TASK BRIEF. Collect every line in the listing below that contains the word "contrail", and copy each one out in full.

DATA TO PROCESS.

[START]

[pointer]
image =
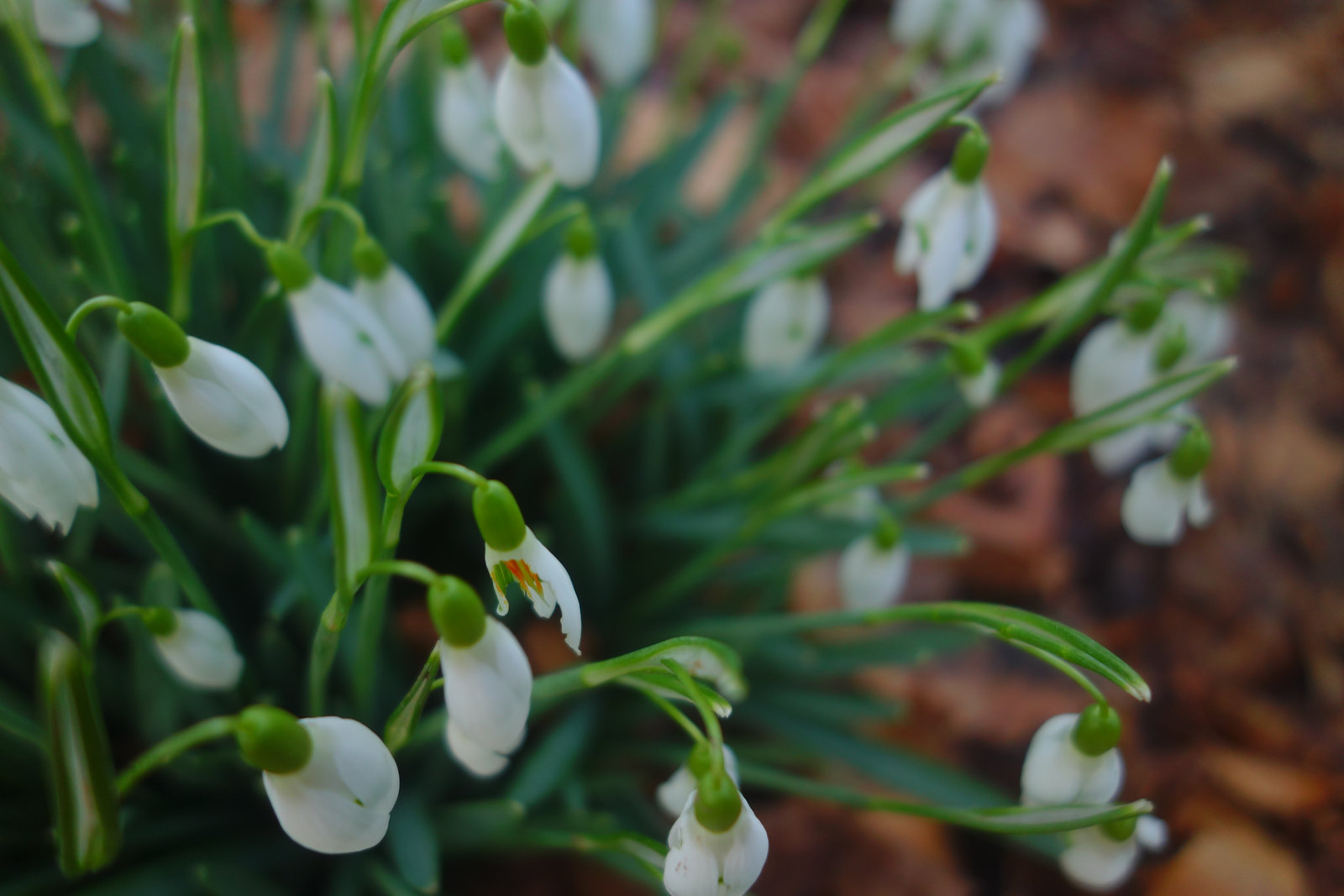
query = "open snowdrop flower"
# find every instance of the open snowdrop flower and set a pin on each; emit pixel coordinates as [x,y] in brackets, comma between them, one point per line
[1101,859]
[1073,759]
[948,226]
[464,109]
[1164,495]
[785,322]
[195,647]
[874,569]
[344,340]
[543,109]
[577,298]
[717,846]
[487,679]
[512,553]
[620,36]
[42,473]
[396,300]
[331,781]
[676,790]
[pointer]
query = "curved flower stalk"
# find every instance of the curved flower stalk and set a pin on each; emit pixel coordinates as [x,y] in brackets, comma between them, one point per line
[1104,857]
[42,473]
[948,226]
[620,36]
[785,322]
[1073,759]
[487,680]
[543,109]
[464,112]
[331,781]
[514,553]
[197,647]
[1164,493]
[577,298]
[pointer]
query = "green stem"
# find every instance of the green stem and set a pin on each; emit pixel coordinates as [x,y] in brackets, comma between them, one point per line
[174,746]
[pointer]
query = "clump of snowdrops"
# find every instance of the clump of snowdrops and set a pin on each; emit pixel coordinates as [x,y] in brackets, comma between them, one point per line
[268,406]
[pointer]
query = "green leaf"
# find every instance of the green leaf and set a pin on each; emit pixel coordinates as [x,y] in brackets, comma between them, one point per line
[80,762]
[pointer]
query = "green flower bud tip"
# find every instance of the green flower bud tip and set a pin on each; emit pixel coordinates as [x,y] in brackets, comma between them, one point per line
[154,333]
[969,159]
[273,741]
[1097,730]
[457,611]
[526,31]
[1191,454]
[289,266]
[497,516]
[717,802]
[370,258]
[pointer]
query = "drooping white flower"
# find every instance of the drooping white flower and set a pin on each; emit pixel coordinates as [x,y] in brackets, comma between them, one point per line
[675,792]
[340,799]
[703,862]
[464,118]
[1057,773]
[226,401]
[785,322]
[548,116]
[620,36]
[71,23]
[543,580]
[577,304]
[948,235]
[1095,860]
[198,649]
[42,473]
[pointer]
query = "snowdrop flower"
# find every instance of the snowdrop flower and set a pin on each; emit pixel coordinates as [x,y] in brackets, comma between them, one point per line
[675,792]
[543,107]
[785,322]
[195,647]
[1101,859]
[396,300]
[42,473]
[464,112]
[344,340]
[717,846]
[874,569]
[1073,759]
[948,226]
[71,23]
[512,553]
[577,298]
[331,781]
[618,35]
[1164,493]
[487,680]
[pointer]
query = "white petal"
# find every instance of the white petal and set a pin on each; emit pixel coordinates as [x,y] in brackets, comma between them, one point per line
[569,117]
[226,401]
[577,304]
[871,577]
[401,307]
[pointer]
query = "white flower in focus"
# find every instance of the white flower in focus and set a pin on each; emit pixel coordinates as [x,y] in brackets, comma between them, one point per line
[198,649]
[703,862]
[620,36]
[340,801]
[785,322]
[42,473]
[548,116]
[488,689]
[226,401]
[1058,773]
[577,304]
[1095,860]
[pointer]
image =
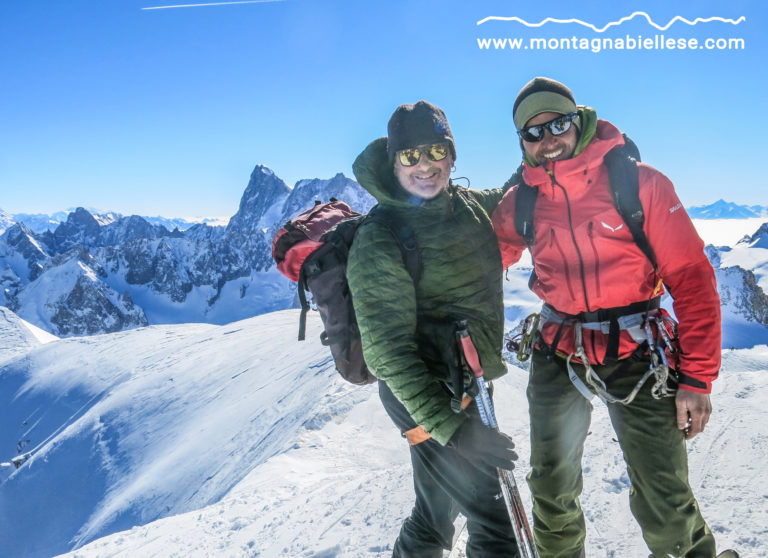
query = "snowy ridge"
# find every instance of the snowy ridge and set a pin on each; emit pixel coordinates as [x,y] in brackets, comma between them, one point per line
[231,441]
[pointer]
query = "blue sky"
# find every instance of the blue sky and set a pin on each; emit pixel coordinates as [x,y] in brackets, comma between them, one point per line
[167,111]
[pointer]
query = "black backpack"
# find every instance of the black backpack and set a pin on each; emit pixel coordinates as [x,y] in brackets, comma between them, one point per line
[318,242]
[621,163]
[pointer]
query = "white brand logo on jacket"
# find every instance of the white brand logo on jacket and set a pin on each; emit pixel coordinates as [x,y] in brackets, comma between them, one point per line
[610,228]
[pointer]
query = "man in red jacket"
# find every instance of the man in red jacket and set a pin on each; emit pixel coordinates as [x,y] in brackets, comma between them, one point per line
[600,292]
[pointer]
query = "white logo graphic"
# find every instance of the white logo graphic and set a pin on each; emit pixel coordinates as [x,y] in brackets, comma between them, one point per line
[610,228]
[614,23]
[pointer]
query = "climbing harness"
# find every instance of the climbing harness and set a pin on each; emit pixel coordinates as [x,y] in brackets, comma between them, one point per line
[658,346]
[652,326]
[523,342]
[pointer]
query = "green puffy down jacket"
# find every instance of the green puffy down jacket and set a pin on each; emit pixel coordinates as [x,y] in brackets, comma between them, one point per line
[406,328]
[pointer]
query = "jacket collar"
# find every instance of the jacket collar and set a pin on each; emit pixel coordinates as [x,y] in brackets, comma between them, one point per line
[572,173]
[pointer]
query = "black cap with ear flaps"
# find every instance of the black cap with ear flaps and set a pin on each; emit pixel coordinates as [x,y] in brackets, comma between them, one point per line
[418,124]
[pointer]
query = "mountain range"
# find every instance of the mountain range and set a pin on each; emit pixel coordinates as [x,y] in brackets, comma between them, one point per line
[105,272]
[90,275]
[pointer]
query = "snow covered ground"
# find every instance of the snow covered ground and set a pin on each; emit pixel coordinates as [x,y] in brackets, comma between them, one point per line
[238,441]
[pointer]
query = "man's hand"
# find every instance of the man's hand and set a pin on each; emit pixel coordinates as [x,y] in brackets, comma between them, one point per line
[482,445]
[693,410]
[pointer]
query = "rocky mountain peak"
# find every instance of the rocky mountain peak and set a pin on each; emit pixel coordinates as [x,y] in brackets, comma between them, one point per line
[264,190]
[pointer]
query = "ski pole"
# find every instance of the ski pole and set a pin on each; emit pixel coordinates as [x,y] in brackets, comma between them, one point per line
[520,525]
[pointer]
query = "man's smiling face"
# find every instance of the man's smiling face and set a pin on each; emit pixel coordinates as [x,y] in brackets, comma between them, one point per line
[550,148]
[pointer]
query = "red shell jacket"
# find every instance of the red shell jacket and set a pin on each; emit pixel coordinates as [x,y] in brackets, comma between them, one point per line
[586,259]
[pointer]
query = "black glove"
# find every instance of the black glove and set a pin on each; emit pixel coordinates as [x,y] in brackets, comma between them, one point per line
[483,445]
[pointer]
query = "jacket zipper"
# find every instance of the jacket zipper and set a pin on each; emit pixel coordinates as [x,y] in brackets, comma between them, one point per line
[551,172]
[556,244]
[590,233]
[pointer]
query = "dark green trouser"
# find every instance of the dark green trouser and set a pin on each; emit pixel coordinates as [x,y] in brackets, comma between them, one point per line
[446,484]
[654,449]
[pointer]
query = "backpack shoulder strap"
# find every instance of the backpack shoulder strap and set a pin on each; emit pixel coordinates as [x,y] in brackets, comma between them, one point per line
[524,204]
[403,234]
[625,189]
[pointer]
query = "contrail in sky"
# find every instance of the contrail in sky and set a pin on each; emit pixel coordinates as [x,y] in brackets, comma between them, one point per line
[210,4]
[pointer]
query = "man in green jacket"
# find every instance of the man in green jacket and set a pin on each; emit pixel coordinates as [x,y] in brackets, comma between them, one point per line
[407,329]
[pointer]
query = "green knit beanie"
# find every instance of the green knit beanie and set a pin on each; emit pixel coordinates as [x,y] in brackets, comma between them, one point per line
[540,95]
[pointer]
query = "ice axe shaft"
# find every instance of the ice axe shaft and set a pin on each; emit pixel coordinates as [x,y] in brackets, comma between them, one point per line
[519,519]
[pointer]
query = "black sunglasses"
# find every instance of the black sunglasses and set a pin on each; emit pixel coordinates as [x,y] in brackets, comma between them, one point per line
[434,152]
[556,127]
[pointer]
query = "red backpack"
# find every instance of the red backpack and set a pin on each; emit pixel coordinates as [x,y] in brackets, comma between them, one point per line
[312,249]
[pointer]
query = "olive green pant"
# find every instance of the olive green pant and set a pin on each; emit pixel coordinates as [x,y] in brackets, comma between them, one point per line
[654,449]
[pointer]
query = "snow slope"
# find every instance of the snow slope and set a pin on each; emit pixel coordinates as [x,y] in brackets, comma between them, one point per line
[227,441]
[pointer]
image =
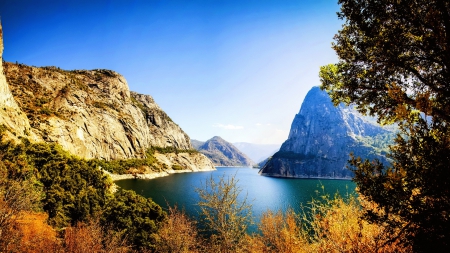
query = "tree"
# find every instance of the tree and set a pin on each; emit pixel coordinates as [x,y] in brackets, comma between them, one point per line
[139,218]
[178,233]
[224,216]
[394,63]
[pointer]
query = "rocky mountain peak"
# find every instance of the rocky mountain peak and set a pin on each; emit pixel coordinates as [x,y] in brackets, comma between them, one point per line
[321,138]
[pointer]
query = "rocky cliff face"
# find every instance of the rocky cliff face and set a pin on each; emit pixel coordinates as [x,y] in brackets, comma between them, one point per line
[223,153]
[322,137]
[12,118]
[91,114]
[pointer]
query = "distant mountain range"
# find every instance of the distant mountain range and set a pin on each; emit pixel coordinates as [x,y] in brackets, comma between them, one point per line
[257,152]
[222,153]
[321,138]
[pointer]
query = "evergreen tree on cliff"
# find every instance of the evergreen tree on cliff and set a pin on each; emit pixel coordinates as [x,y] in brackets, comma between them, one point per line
[394,63]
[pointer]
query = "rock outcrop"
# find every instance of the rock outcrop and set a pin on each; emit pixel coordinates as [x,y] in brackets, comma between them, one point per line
[322,137]
[223,153]
[12,119]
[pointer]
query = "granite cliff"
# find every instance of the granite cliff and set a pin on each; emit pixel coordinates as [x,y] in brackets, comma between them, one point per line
[90,113]
[223,153]
[321,138]
[11,115]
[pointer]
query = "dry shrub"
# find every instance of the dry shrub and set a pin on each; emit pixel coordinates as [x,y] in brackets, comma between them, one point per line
[36,235]
[92,237]
[177,234]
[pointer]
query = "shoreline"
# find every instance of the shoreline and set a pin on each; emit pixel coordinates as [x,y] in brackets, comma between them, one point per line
[117,177]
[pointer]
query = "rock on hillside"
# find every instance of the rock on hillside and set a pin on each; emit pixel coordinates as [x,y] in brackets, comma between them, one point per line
[223,153]
[13,121]
[257,152]
[321,138]
[197,144]
[91,114]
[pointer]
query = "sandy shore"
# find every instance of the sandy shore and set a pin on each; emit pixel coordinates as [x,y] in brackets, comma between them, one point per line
[116,177]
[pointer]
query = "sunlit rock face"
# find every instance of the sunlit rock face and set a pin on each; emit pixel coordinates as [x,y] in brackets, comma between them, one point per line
[13,121]
[322,137]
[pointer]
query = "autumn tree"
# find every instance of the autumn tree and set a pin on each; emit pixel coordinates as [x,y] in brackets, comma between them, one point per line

[END]

RESULT OF THIS TASK.
query = "contrail in sky"
# find every instance of the contrail in sky and set a pin on each; emit pixel coordinates as [x,y] in brackets, comma between them, one point per line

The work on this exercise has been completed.